◆ **TASK DIRECTIONS**
Repeat the records verbatim and leave the pictures out of your copy.
:: MATERIAL SUPPLIED ::
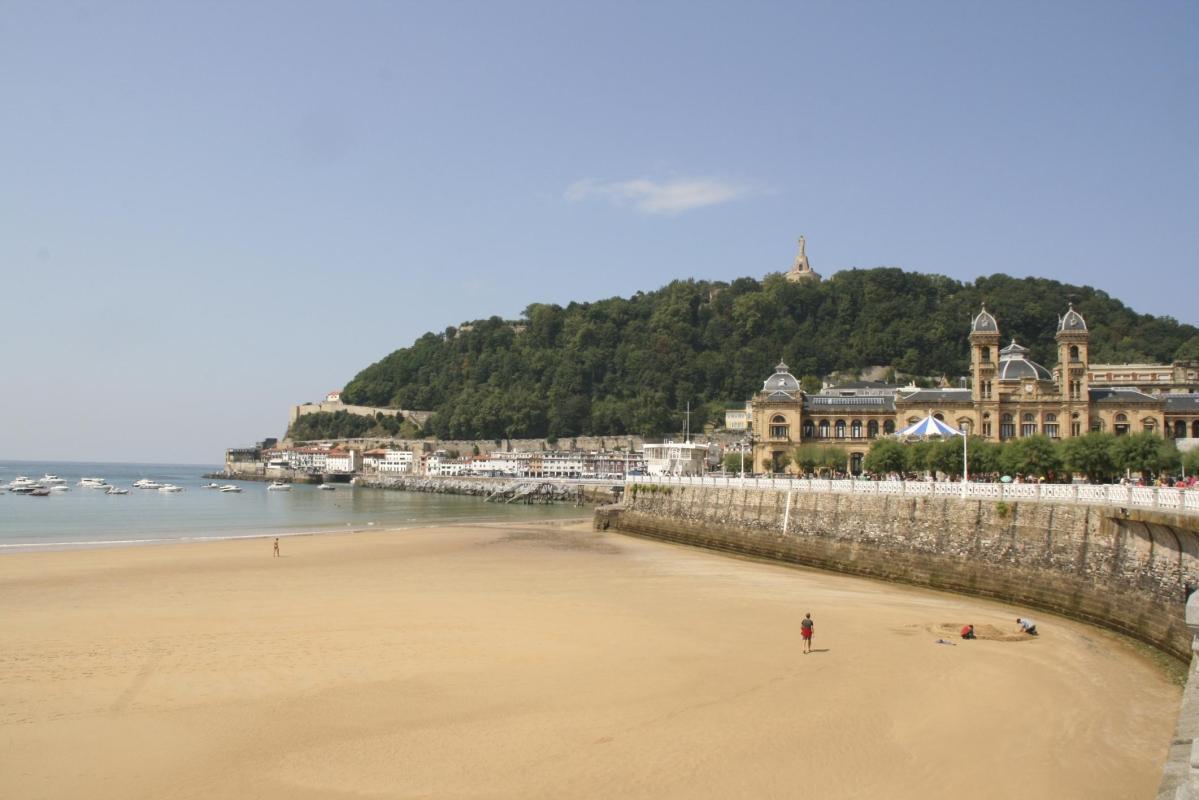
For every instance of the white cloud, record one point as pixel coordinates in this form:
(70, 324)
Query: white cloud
(667, 197)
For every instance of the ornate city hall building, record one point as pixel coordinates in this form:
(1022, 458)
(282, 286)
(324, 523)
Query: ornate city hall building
(1008, 396)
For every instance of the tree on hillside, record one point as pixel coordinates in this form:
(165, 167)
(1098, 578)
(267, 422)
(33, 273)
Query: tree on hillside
(632, 365)
(1090, 455)
(886, 456)
(1142, 452)
(1030, 456)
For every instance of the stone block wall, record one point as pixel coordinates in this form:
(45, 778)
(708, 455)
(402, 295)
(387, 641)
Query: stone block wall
(1090, 563)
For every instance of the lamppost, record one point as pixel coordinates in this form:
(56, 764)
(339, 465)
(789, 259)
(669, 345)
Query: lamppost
(746, 444)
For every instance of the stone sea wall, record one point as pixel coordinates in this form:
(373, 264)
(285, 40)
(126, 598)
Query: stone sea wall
(1120, 569)
(499, 488)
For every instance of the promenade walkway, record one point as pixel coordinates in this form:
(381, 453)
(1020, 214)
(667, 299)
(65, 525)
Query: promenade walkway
(1167, 499)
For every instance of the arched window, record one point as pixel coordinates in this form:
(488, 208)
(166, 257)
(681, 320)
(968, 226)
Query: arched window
(1120, 426)
(1029, 425)
(1050, 426)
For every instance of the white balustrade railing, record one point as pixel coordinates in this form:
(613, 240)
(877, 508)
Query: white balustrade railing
(1118, 495)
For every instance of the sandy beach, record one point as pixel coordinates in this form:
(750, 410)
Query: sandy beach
(543, 661)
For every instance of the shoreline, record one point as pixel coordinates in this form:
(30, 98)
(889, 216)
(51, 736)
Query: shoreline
(541, 657)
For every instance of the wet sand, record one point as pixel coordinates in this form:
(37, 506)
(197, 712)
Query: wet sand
(543, 661)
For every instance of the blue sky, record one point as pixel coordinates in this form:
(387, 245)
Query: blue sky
(211, 211)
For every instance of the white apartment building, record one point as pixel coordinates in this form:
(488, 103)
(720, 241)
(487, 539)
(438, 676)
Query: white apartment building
(342, 461)
(675, 458)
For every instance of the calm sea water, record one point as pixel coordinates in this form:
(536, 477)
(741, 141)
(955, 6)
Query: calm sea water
(89, 517)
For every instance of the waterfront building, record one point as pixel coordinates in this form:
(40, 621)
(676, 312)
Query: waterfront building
(343, 461)
(736, 419)
(1008, 396)
(676, 458)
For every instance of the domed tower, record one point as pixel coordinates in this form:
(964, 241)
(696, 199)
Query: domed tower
(1073, 341)
(983, 355)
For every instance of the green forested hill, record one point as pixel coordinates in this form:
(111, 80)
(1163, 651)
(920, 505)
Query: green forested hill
(632, 365)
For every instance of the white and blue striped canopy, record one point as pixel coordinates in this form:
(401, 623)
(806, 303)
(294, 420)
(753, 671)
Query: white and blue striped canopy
(929, 427)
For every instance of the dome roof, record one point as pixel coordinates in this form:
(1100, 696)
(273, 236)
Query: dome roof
(1014, 365)
(1072, 322)
(782, 380)
(983, 323)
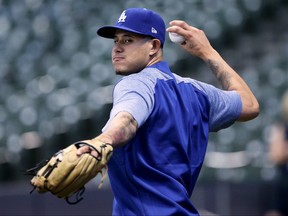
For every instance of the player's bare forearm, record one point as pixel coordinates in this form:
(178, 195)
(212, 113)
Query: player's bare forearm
(230, 81)
(197, 44)
(120, 129)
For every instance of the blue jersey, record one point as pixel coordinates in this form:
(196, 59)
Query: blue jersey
(155, 173)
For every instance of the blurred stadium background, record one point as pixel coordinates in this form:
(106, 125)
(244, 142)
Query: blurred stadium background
(56, 82)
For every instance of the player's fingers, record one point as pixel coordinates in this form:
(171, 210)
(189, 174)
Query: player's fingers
(83, 149)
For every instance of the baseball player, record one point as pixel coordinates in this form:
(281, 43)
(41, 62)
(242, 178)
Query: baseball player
:::
◆ **EXERCISE OUTPUT**
For every instance of the white cloud, record one point as pixel coordinates in this form:
(70, 324)
Query: white cloud
(667, 197)
For every instance of the ornate city hall building, record one point as pixel coordinates in this form:
(1022, 458)
(282, 286)
(324, 523)
Query: ornate city hall building
(1008, 396)
For every instance of the tree on hillside, record one point as pixel coordinates in this form:
(165, 167)
(1098, 578)
(267, 422)
(33, 273)
Query: tree on hillside
(632, 365)
(1090, 455)
(886, 456)
(1142, 452)
(1030, 456)
For every instance of the stone block wall, record one point as pixel coordinates in this form:
(45, 778)
(708, 455)
(402, 295)
(387, 641)
Query: stone block wall
(1090, 563)
For every instance of the lamppost, record one point as pixel coordinates in this form:
(56, 764)
(339, 465)
(789, 259)
(669, 345)
Query: lamppost
(746, 444)
For every instance of the stone sea wall, record one point as pixel coordinates in this form:
(373, 264)
(285, 40)
(126, 598)
Query: stone sea wall
(1120, 569)
(499, 488)
For every instance of the promenade walkway, record one point as pixel coordinates in this form:
(381, 453)
(1020, 214)
(667, 299)
(65, 525)
Query: promenade walkway
(1167, 499)
For every instance of the arched window, record one point as pixel coordinates in this form:
(488, 208)
(166, 257)
(681, 320)
(968, 226)
Query: arched window
(1120, 426)
(1029, 425)
(1050, 426)
For every instance of the white balustrade railing, record one point as pixel coordinates in this form:
(613, 240)
(877, 508)
Query: white balustrade railing
(1118, 495)
For every instance of the sandy beach, record one point as pixel coordinates in this form:
(750, 410)
Query: sandy beach
(543, 661)
For every instance of the shoreline, record one point as pixel coordinates in this form:
(30, 98)
(889, 216)
(51, 736)
Query: shoreline
(541, 657)
For every instance of the wet sand, record one point as pixel coordinates in this form:
(37, 506)
(197, 712)
Query: wet sand
(543, 661)
For every instance of the blue sky, record one point as pixel coordinates in this form:
(387, 245)
Query: blue sky
(211, 211)
For every instance of the white apartment building, record one point as pixel coordinates in this form:
(488, 103)
(720, 241)
(487, 539)
(438, 676)
Query: white apartment building
(342, 461)
(675, 458)
For every instance of the calm sea water, record one point as pixel coordinates in this form:
(536, 477)
(741, 141)
(955, 6)
Query: calm sea water
(89, 517)
For every instance of the waterfront building, record one point as pixel coordinates in this form:
(40, 621)
(676, 312)
Query: waterfront building
(343, 461)
(736, 419)
(1008, 396)
(676, 458)
For every instance of the domed tower, record one point as pixel coordinates in this form:
(964, 241)
(696, 199)
Query: domed tower
(1073, 341)
(983, 355)
For every instance of the green forested hill, record one point as pixel coordinates in this form:
(111, 80)
(1163, 651)
(920, 505)
Query: green forested hill
(632, 365)
For every instance of the white and blue striped canopy, record one point as pixel coordinates in this form:
(401, 623)
(806, 303)
(294, 420)
(753, 671)
Query: white and blue striped canopy
(929, 427)
For every instance of the dome roof, record one point as pixel coordinates in this form:
(1100, 696)
(273, 236)
Query: dome roof
(1014, 365)
(1072, 322)
(782, 380)
(983, 323)
For every instance of the player's bare forearm, record one point as pixel coordinates in this form:
(178, 195)
(212, 113)
Query: player's bare forearm
(230, 81)
(197, 44)
(120, 129)
For every instance of the blue jersey, record one point as pixel coordinates in this form:
(196, 59)
Query: blue jersey
(155, 173)
For every instance of the blurred stadium background, record one point as pixel coordinates in this form:
(106, 125)
(244, 142)
Query: blurred stadium background
(56, 82)
For every instance of the player's fingers, record one point as pixel coordinates in this form:
(171, 210)
(189, 174)
Query: player's fingers
(83, 149)
For every instance of the baseball player, record one point as pixel coordinates in this form:
(281, 43)
(41, 62)
(242, 178)
Query: baseball player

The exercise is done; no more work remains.